Provided information =>
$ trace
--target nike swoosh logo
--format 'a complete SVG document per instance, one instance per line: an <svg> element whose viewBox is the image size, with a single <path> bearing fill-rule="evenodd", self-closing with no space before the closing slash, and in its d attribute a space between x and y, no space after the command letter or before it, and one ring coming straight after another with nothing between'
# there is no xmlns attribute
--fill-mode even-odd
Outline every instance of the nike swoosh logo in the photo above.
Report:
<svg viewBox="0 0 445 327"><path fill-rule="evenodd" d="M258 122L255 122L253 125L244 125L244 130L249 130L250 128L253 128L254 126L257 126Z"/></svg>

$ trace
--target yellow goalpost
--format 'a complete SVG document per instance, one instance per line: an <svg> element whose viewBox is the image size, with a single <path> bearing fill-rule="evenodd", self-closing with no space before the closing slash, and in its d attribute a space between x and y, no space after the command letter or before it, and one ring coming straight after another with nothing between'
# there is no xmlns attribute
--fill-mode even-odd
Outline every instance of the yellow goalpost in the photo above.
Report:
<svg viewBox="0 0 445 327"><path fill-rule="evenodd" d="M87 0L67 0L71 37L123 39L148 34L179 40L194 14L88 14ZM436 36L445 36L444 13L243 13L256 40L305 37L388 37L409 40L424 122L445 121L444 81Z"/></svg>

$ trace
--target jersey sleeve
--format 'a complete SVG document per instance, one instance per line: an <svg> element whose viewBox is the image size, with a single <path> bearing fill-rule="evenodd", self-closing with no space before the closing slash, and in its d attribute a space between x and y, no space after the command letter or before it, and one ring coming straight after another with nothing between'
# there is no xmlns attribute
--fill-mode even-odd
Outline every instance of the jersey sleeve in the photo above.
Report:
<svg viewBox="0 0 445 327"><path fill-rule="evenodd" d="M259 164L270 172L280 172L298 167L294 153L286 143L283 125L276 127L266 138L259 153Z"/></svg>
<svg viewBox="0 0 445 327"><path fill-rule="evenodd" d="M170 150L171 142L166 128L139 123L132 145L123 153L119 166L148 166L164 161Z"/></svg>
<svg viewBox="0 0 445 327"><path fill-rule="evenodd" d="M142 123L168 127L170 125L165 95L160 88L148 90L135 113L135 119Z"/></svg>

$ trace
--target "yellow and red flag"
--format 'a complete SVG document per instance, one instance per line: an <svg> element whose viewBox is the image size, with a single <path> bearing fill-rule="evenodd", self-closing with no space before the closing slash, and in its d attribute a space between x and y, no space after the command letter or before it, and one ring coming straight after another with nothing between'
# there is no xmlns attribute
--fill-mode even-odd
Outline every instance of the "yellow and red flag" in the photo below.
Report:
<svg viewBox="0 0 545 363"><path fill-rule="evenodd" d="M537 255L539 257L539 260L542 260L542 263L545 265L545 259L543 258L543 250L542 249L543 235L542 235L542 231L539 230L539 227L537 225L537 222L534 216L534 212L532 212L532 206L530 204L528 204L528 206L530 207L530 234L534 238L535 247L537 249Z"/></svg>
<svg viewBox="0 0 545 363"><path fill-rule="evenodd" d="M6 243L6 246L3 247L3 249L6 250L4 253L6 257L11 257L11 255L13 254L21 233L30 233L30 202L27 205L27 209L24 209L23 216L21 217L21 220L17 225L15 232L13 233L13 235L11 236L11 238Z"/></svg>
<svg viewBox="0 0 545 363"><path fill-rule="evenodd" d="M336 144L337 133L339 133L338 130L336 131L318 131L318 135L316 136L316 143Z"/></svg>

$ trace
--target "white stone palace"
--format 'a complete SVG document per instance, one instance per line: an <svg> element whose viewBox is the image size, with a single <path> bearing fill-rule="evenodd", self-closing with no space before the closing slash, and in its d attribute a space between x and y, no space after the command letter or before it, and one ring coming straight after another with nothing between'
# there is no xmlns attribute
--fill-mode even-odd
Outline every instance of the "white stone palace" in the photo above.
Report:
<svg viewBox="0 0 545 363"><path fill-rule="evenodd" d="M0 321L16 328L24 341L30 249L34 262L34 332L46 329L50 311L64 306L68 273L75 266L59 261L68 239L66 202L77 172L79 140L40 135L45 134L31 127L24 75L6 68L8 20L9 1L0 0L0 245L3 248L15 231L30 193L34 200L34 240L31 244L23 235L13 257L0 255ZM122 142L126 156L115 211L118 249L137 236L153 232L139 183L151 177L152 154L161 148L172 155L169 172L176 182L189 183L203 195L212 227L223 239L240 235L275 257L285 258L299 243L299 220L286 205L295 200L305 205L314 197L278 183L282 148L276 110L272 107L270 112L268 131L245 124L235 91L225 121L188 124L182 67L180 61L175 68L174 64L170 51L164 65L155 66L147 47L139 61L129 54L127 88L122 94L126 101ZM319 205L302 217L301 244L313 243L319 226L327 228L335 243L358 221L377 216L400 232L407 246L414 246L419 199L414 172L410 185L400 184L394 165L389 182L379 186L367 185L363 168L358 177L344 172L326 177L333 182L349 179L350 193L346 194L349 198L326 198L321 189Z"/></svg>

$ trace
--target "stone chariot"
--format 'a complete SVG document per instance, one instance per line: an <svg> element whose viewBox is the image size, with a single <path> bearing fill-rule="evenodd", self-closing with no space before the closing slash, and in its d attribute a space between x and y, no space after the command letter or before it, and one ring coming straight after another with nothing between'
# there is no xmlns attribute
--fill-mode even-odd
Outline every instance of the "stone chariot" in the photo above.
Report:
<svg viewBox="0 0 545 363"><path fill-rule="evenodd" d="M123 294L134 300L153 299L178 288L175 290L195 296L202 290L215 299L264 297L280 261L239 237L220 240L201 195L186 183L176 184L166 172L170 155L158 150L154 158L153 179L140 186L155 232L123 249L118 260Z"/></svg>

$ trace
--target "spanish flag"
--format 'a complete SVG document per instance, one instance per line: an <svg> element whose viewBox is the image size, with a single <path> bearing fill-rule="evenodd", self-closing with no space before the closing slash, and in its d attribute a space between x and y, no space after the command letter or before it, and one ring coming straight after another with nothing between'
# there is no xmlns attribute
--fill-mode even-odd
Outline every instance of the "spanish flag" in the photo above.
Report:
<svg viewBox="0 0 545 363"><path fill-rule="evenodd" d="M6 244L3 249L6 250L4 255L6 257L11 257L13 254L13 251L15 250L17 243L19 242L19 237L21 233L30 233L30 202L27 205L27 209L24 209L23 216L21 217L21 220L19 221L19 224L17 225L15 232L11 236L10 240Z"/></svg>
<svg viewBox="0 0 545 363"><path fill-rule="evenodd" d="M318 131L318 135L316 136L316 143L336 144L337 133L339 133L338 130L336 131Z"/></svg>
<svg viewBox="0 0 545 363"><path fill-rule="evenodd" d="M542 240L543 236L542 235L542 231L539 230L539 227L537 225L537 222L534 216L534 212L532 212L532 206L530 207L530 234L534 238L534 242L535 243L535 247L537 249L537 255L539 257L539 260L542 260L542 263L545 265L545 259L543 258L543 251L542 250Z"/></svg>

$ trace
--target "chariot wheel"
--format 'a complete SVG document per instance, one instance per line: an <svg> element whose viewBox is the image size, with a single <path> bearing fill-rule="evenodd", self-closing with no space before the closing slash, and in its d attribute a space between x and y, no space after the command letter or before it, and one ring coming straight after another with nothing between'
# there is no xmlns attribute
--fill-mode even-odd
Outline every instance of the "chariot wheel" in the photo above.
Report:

Job =>
Could you arrange every line of the records above as a JSON list of strings, one string per line, with blank lines left out?

Exercise output =>
[
  "$ trace",
  "--target nike swoosh logo",
  "--format 'a complete SVG document per instance, one instance per line: an <svg> element whose viewBox is the image size, with a single <path> bearing fill-rule=\"evenodd\", self-closing with no space before the closing slash, and in its d attribute a space between x and y, no space after the command letter or before it, and one ring coming straight after another with nothing between'",
  "# there is no xmlns attribute",
  "--fill-mode even-odd",
  "Outline every instance of the nike swoosh logo in the photo above.",
  "Report:",
  "<svg viewBox=\"0 0 445 327\"><path fill-rule=\"evenodd\" d=\"M258 122L255 122L253 125L244 125L244 130L249 130L250 128L253 128L254 126L257 126Z\"/></svg>",
  "$ trace",
  "--target yellow goalpost",
  "--format 'a complete SVG document per instance, one instance per line: an <svg> element whose viewBox is the image size, with a single <path> bearing fill-rule=\"evenodd\", self-closing with no space before the closing slash, and in its d attribute a space between x and y, no space after the command letter or before it, and one ring coming straight after another with nothing between'",
  "# there is no xmlns attribute",
  "--fill-mode even-odd",
  "Outline every instance of the yellow goalpost in the photo above.",
  "Report:",
  "<svg viewBox=\"0 0 445 327\"><path fill-rule=\"evenodd\" d=\"M87 0L67 0L71 37L123 39L148 34L179 40L194 14L88 14ZM436 36L445 36L444 13L243 13L256 40L305 37L388 37L409 40L424 122L445 121L444 81Z\"/></svg>",
  "$ trace",
  "--target jersey sleeve",
  "--format 'a complete SVG document per instance, one instance per line: an <svg> element whose viewBox is the image size, with a single <path> bearing fill-rule=\"evenodd\", self-closing with no space before the closing slash, and in its d attribute a space between x and y, no space after the command letter or before it, and one ring coming straight after another with nothing between'",
  "# there is no xmlns attribute",
  "--fill-mode even-odd",
  "Outline every instance of the jersey sleeve in the photo above.",
  "Report:",
  "<svg viewBox=\"0 0 445 327\"><path fill-rule=\"evenodd\" d=\"M259 164L270 172L280 172L298 167L294 153L286 143L283 125L276 127L266 138L259 153Z\"/></svg>",
  "<svg viewBox=\"0 0 445 327\"><path fill-rule=\"evenodd\" d=\"M170 150L171 142L166 128L139 123L132 145L123 153L119 166L148 166L164 161Z\"/></svg>",
  "<svg viewBox=\"0 0 445 327\"><path fill-rule=\"evenodd\" d=\"M142 123L168 127L170 125L165 95L160 88L148 90L135 113L135 119Z\"/></svg>",
  "$ trace",
  "--target \"yellow and red flag\"",
  "--format 'a complete SVG document per instance, one instance per line: an <svg> element whose viewBox is the image size, with a single <path> bearing fill-rule=\"evenodd\", self-closing with no space before the closing slash, and in its d attribute a space between x and y, no space after the command letter or before it, and one ring coming straight after another with nothing between'",
  "# there is no xmlns attribute",
  "--fill-mode even-odd",
  "Outline every instance of the \"yellow and red flag\" in the photo below.",
  "Report:",
  "<svg viewBox=\"0 0 545 363\"><path fill-rule=\"evenodd\" d=\"M537 255L539 257L539 260L542 260L542 263L545 265L545 259L543 258L543 250L542 249L543 235L542 235L542 231L539 230L539 227L537 225L537 222L534 216L534 212L532 212L532 206L530 204L528 204L528 206L530 207L530 234L534 238L535 247L537 249Z\"/></svg>",
  "<svg viewBox=\"0 0 545 363\"><path fill-rule=\"evenodd\" d=\"M6 243L6 246L3 247L3 249L6 250L4 253L6 257L11 257L11 255L13 254L21 233L30 233L30 202L27 205L27 209L24 209L23 216L21 217L21 220L17 225L15 232L13 233L13 235L11 236L11 238Z\"/></svg>",
  "<svg viewBox=\"0 0 545 363\"><path fill-rule=\"evenodd\" d=\"M336 144L337 133L339 133L338 130L336 131L318 131L318 135L316 136L316 143Z\"/></svg>",
  "$ trace",
  "--target \"white stone palace\"",
  "--format 'a complete SVG document per instance, one instance per line: an <svg> element whose viewBox is the image size, with a single <path> bearing fill-rule=\"evenodd\", self-closing with no space before the closing slash, and in its d attribute a space between x and y, no space after the command letter or before it, and one ring coming straight after another with nothing between'",
  "# there is no xmlns attribute",
  "--fill-mode even-odd",
  "Outline every instance of the \"white stone palace\" in the photo above.",
  "Report:",
  "<svg viewBox=\"0 0 545 363\"><path fill-rule=\"evenodd\" d=\"M0 321L16 328L24 341L30 249L34 262L34 332L46 329L50 311L64 306L68 273L75 266L59 261L68 239L66 202L77 172L79 140L40 135L45 134L31 127L24 75L6 68L8 20L9 1L0 0L0 245L3 248L15 231L30 193L34 200L34 240L31 244L23 235L13 257L0 255ZM122 142L126 156L115 211L118 249L137 236L153 232L139 183L151 177L152 154L161 148L172 155L169 172L176 182L189 183L203 195L212 227L223 239L240 235L275 257L285 258L299 243L299 220L286 205L295 200L305 205L314 197L278 183L282 148L276 110L272 107L270 112L268 131L245 124L235 91L225 121L188 124L182 67L180 61L175 68L174 64L170 51L164 65L155 66L147 47L139 61L129 54L127 88L122 94L126 101ZM319 205L302 217L301 244L313 243L319 226L327 228L335 243L358 221L377 216L400 232L407 246L414 246L419 199L414 172L410 185L400 184L394 165L389 182L379 186L367 185L363 168L358 177L344 172L326 177L333 182L349 179L350 193L346 194L349 198L326 198L321 189Z\"/></svg>",
  "$ trace",
  "--target \"stone chariot\"",
  "--format 'a complete SVG document per instance, one instance per line: an <svg> element whose viewBox is the image size, with a single <path> bearing fill-rule=\"evenodd\", self-closing with no space before the closing slash, and in its d attribute a space between x and y, no space after the command letter or before it, and one ring coming straight after another with nothing between'",
  "# there is no xmlns attribute",
  "--fill-mode even-odd",
  "Outline every instance of the \"stone chariot\" in the photo above.",
  "Report:",
  "<svg viewBox=\"0 0 545 363\"><path fill-rule=\"evenodd\" d=\"M123 294L134 300L153 299L178 288L175 290L195 296L202 290L215 299L264 297L280 261L239 237L220 240L201 195L186 183L176 184L166 172L170 155L158 150L154 158L153 179L140 186L155 232L123 249L118 260Z\"/></svg>",
  "$ trace",
  "--target \"spanish flag\"",
  "--format 'a complete SVG document per instance, one instance per line: an <svg> element whose viewBox is the image size, with a single <path> bearing fill-rule=\"evenodd\", self-closing with no space before the closing slash, and in its d attribute a space between x and y, no space after the command letter or before it, and one ring coming straight after another with nothing between'",
  "# there is no xmlns attribute",
  "--fill-mode even-odd",
  "Outline every instance of the \"spanish flag\" in the photo above.",
  "Report:",
  "<svg viewBox=\"0 0 545 363\"><path fill-rule=\"evenodd\" d=\"M6 244L3 249L6 250L4 255L6 257L11 257L13 254L13 251L15 250L17 243L19 242L19 237L21 233L30 233L30 202L27 205L27 209L24 209L23 216L21 217L21 220L19 221L19 224L17 225L15 232L11 236L10 240Z\"/></svg>",
  "<svg viewBox=\"0 0 545 363\"><path fill-rule=\"evenodd\" d=\"M318 131L318 135L316 136L316 143L336 144L337 133L339 133L338 130L336 131Z\"/></svg>",
  "<svg viewBox=\"0 0 545 363\"><path fill-rule=\"evenodd\" d=\"M542 240L543 236L542 235L542 231L539 230L539 227L537 225L537 222L534 216L534 212L532 212L532 206L530 207L530 234L534 238L534 242L535 243L535 247L537 249L537 255L539 257L539 260L542 260L542 263L545 265L545 259L543 258L543 251L542 250Z\"/></svg>",
  "$ trace",
  "--target \"chariot wheel\"",
  "--format 'a complete SVG document per instance, one instance per line: an <svg> element whose viewBox is the image size, with a single <path> bearing fill-rule=\"evenodd\", self-closing with no space before the closing slash, and in its d attribute a space between x and y, no space after the command letter or before it, and one ring coming straight after another with nothing between'",
  "# there is no xmlns attribute",
  "--fill-mode even-odd",
  "Outline every instance of the \"chariot wheel\" in the photo above.",
  "Report:"
]